Passage:
>>>

There are no continuing Master’s students for the 2016-2017 school year.
Krysta graduated from Northern Arizona University in 2013, with a Bachelor of Arts degree in Political Science and Philosophy, and a minor in Sociology. During her time as an undergraduate, she served as the student director of an environmental ethics outreach program for underserved youth. She was inspired by how enthusiastic and insightful young people were regarding philosophical questions. Thus she discovered an appreciation for environmental education with a primarily philosophical approach.
After graduating college, she served as an AmeriCorps VISTA in southwestern Colorado, collaborating with other creative minds in the community to develop a program through which youth learned about sustainable agriculture and food justice by growing food for rural, low-income communities. During this time she also had the pleasure of working as a volunteer naturalist, leading first graders on hikes at the local nature center. Both of these experiences affirmed in her a love of working with children.

<<<

Input material:
>>>

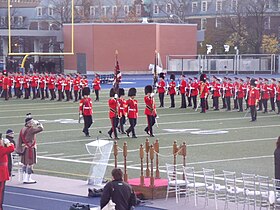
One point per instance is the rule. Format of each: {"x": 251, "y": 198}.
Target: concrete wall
{"x": 136, "y": 44}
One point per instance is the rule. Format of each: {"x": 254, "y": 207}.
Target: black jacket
{"x": 121, "y": 194}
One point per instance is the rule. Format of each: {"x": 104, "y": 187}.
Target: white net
{"x": 101, "y": 151}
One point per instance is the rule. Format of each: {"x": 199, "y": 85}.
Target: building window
{"x": 204, "y": 6}
{"x": 234, "y": 5}
{"x": 39, "y": 11}
{"x": 267, "y": 23}
{"x": 203, "y": 23}
{"x": 138, "y": 9}
{"x": 156, "y": 9}
{"x": 92, "y": 11}
{"x": 219, "y": 5}
{"x": 218, "y": 23}
{"x": 168, "y": 8}
{"x": 126, "y": 10}
{"x": 104, "y": 11}
{"x": 50, "y": 11}
{"x": 194, "y": 6}
{"x": 114, "y": 10}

<<<

Objectives:
1) Rewrite every line of the records as a Markdown table with the columns Row and Line, numbering the rows and leaving out blank lines. Omit the pictures.
2) Extend the profile of Krysta, beginning right after its last sentence.

Answers below:
1)
| Row | Line |
|---|---|
| 1 | One point per instance is the rule. Format of each: {"x": 251, "y": 198}. |
| 2 | Target: concrete wall |
| 3 | {"x": 136, "y": 44} |
| 4 | One point per instance is the rule. Format of each: {"x": 254, "y": 207}. |
| 5 | Target: black jacket |
| 6 | {"x": 121, "y": 194} |
| 7 | One point per instance is the rule. Format of each: {"x": 104, "y": 187}. |
| 8 | Target: white net |
| 9 | {"x": 101, "y": 151} |
| 10 | One point per instance is the rule. Format of each: {"x": 199, "y": 85}. |
| 11 | Target: building window |
| 12 | {"x": 204, "y": 6} |
| 13 | {"x": 234, "y": 5} |
| 14 | {"x": 39, "y": 11} |
| 15 | {"x": 267, "y": 23} |
| 16 | {"x": 203, "y": 23} |
| 17 | {"x": 138, "y": 9} |
| 18 | {"x": 156, "y": 9} |
| 19 | {"x": 92, "y": 11} |
| 20 | {"x": 219, "y": 5} |
| 21 | {"x": 218, "y": 23} |
| 22 | {"x": 168, "y": 8} |
| 23 | {"x": 126, "y": 10} |
| 24 | {"x": 104, "y": 11} |
| 25 | {"x": 50, "y": 11} |
| 26 | {"x": 194, "y": 6} |
| 27 | {"x": 114, "y": 10} |

2)
For Krysta, the sunrises, orioles, snow-covered pastures, and mountains of Colorado’s Western Slope, the work of 19th century philosopher Arthur Schopenhauer, and the poetry of Mary Oliver (among many things) all contributed to a growing interest in the philosophical study of aesthetics and phenomenology, including and especially, environmental aesthetics and ecophenomenology. Just a few months into her year and a half working for St. Mary’s Food Bank Alliance in northern Arizona, Krysta became fiercely interested in existentialism, but desired an existentialist philosophy that did not make any claim of human superiority to the natural world. She knew that it was officially time to formally explore these questions, and that is what she is doing while pursuing concurrent Masters degrees in Environmental Studies and Philosophy at the University of Oregon. She hopes to explore the possibility of an environmental education that is both arts-based and philosophical.
Krysta has spent most of her life in the arid Southwest, but, being from the Caribbean, prefers the climate of the Pacific Northwest. In her spare time, she can be found singing, listening to records, reading poetry, and learning about vintage fashion.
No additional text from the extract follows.